# Exercise task
Copy every line of the items below without any change, and leave the pictures out of your copy.

# Data to process
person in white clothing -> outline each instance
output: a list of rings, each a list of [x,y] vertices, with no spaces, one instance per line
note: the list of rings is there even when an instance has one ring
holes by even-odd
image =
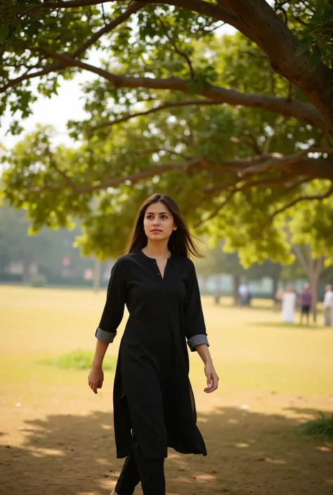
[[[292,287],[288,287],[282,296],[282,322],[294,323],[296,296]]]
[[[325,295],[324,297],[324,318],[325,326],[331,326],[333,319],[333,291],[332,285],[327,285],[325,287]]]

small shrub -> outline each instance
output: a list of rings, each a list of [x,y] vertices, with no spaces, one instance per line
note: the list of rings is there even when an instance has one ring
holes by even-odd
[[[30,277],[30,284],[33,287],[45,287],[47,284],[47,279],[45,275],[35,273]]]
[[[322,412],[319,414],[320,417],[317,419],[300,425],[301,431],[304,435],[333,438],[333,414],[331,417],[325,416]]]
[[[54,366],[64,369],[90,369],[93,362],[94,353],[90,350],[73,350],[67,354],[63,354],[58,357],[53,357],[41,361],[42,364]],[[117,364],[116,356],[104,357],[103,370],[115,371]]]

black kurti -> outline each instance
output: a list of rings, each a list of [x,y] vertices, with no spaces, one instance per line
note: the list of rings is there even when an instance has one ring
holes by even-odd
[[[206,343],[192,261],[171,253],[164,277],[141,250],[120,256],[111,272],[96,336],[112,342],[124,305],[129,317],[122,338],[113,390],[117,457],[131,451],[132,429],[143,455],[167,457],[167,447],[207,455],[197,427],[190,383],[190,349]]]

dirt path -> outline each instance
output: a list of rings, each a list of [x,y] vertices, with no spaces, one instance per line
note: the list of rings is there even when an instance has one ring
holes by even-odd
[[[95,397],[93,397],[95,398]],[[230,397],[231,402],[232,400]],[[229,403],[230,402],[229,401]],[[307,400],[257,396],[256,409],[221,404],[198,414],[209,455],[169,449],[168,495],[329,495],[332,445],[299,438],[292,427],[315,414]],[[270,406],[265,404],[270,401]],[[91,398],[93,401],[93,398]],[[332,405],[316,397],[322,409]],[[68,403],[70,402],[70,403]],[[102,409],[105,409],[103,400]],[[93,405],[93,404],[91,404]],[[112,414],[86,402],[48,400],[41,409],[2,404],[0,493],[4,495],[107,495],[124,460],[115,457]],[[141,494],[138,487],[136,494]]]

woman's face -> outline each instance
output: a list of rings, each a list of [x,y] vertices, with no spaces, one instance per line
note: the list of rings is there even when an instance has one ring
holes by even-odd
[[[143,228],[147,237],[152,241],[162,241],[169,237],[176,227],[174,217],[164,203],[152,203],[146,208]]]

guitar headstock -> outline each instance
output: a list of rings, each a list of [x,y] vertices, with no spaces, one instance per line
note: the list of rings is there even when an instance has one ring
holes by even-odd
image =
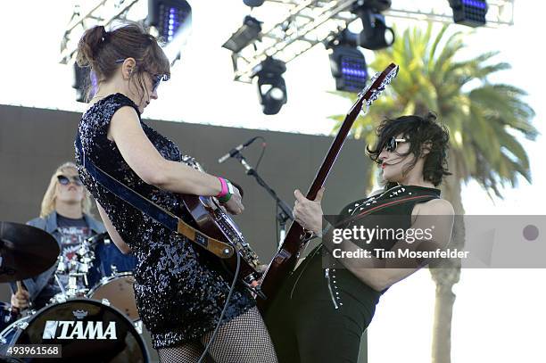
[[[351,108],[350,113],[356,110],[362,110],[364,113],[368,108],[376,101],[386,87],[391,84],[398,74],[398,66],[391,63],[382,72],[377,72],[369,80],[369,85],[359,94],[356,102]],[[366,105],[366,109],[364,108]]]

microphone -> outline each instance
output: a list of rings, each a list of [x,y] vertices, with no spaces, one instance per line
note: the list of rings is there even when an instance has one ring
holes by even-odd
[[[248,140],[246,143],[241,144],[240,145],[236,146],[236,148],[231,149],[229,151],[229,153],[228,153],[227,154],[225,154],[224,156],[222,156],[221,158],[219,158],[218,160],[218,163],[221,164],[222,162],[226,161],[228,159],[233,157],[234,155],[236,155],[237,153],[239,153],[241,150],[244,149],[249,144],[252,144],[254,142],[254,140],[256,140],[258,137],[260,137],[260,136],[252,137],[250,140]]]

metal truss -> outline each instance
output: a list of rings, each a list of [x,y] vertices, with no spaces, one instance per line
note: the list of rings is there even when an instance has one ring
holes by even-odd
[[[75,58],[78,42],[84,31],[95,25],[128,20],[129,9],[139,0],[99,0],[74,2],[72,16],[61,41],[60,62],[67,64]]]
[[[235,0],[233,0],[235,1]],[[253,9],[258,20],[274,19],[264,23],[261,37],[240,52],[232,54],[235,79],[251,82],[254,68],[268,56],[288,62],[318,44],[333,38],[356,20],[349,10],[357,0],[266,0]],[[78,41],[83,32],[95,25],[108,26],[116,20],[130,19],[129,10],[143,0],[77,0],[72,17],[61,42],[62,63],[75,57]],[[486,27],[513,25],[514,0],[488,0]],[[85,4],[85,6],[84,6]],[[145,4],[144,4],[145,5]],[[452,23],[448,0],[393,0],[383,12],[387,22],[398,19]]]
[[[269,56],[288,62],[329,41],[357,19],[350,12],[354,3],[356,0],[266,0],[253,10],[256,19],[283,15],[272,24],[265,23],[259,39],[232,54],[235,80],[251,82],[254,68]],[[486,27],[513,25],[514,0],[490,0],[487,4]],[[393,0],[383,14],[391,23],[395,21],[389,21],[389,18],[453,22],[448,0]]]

# Exercise response
person in white clothing -> outline each instance
output: a list of rings, each a list of [x,y] vertices, with no spaces, one instance per line
note: the list of rings is there even when an instance has one ring
holes by even-odd
image =
[[[292,287],[288,287],[282,296],[282,322],[294,323],[296,296]]]
[[[325,295],[324,297],[324,318],[325,326],[331,326],[333,319],[333,291],[332,285],[327,285],[325,287]]]

small shrub -> outline each instance
output: a list of rings, each a list of [x,y] vertices, with no spaces, one instance per line
note: the list of rings is there even when an instance has one ring
holes by even-odd
[[[30,277],[30,284],[33,287],[45,287],[47,284],[47,279],[45,275],[35,273]]]
[[[322,412],[319,414],[320,417],[317,419],[300,425],[301,431],[304,435],[333,438],[333,414],[331,417],[325,416]]]
[[[54,366],[64,369],[90,369],[93,362],[94,353],[90,350],[73,350],[67,354],[63,354],[58,357],[53,357],[41,361],[42,364]],[[117,364],[116,356],[104,357],[103,370],[115,371]]]

black kurti -> outline each instance
output: a list of rings, each a list of [x,y] vertices, with no spaces, one instance per line
note: the list of rings is there even when an instance has one ring
holes by even-odd
[[[206,343],[192,261],[171,253],[164,277],[141,250],[120,256],[111,272],[96,336],[112,342],[124,305],[129,317],[122,338],[113,390],[117,457],[131,451],[132,429],[143,455],[167,457],[167,447],[207,455],[197,427],[190,383],[190,349]]]

dirt path -> outline each instance
output: a list of rings, each a list of [x,y] vertices, with no spaces, one instance per line
note: the list of rings is there even when an instance has one ring
holes by even-odd
[[[95,397],[93,397],[95,398]],[[230,397],[231,402],[232,400]],[[229,403],[230,402],[229,401]],[[307,400],[257,396],[256,409],[221,404],[198,414],[209,455],[169,449],[168,495],[329,495],[332,445],[299,438],[292,427],[315,414]],[[270,406],[265,404],[270,401]],[[91,398],[93,401],[93,398]],[[332,405],[316,397],[322,409]],[[68,403],[70,402],[70,403]],[[102,409],[105,409],[103,400]],[[93,405],[93,404],[91,404]],[[112,414],[86,402],[48,400],[41,409],[2,404],[0,493],[4,495],[107,495],[124,460],[115,457]],[[141,494],[138,487],[136,494]]]

woman's face -> outline each instance
output: a list of rings, each a list of [x,y] vertices, with no spaces, one instance per line
note: the list of rings is there even when an instance has one ring
holes by even-odd
[[[143,228],[147,237],[152,241],[162,241],[169,237],[176,227],[174,217],[164,203],[152,203],[146,208]]]

guitar headstock -> outline each instance
output: a list of rings, each a list of [x,y] vertices, with no spaces, one instance per line
note: the list of rings is there even when an instance has one ring
holes by even-odd
image =
[[[351,108],[350,113],[356,110],[362,110],[364,113],[368,108],[376,101],[386,87],[391,84],[398,74],[398,66],[391,63],[382,72],[377,72],[369,80],[369,85],[359,94],[356,102]],[[366,105],[366,109],[364,108]]]

microphone -> outline each instance
output: a list of rings, each a list of [x,y] vertices, with no spaces, one instance per line
note: the list of rings is there even when an instance has one ring
holes by even-odd
[[[248,140],[246,143],[241,144],[240,145],[236,146],[236,148],[231,149],[229,151],[229,153],[228,153],[227,154],[225,154],[224,156],[222,156],[221,158],[219,158],[218,160],[218,163],[221,164],[222,162],[226,161],[228,159],[233,157],[234,155],[236,155],[237,153],[239,153],[241,150],[244,149],[249,144],[252,144],[254,142],[254,140],[256,140],[258,137],[260,137],[260,136],[252,137],[250,140]]]

metal truss -> outline each instance
output: a list of rings, each a list of [x,y] vertices, with no spaces, one instance per line
note: the list of rings is there even when an instance has one ring
holes by even-odd
[[[75,58],[78,42],[84,31],[95,25],[128,20],[129,9],[139,0],[99,0],[74,2],[72,16],[61,41],[60,62],[67,64]]]
[[[235,0],[233,0],[235,1]],[[253,9],[258,20],[274,19],[264,23],[261,37],[240,52],[232,54],[235,79],[251,82],[254,68],[268,56],[288,62],[318,44],[333,38],[356,20],[349,10],[357,0],[266,0]],[[78,41],[83,32],[95,25],[108,26],[116,20],[130,19],[129,10],[143,0],[77,0],[72,17],[61,42],[62,63],[75,57]],[[486,27],[513,25],[514,0],[488,0]],[[85,4],[85,6],[84,6]],[[145,4],[144,4],[145,5]],[[452,23],[448,0],[393,0],[383,12],[387,22],[398,19]]]
[[[269,56],[288,62],[329,41],[357,19],[350,12],[354,3],[356,0],[266,0],[253,10],[256,19],[283,15],[272,24],[265,23],[259,39],[232,54],[235,80],[251,82],[254,68]],[[486,27],[513,25],[514,0],[490,0],[487,4]],[[393,0],[383,14],[391,23],[395,21],[389,21],[389,18],[453,22],[448,0]]]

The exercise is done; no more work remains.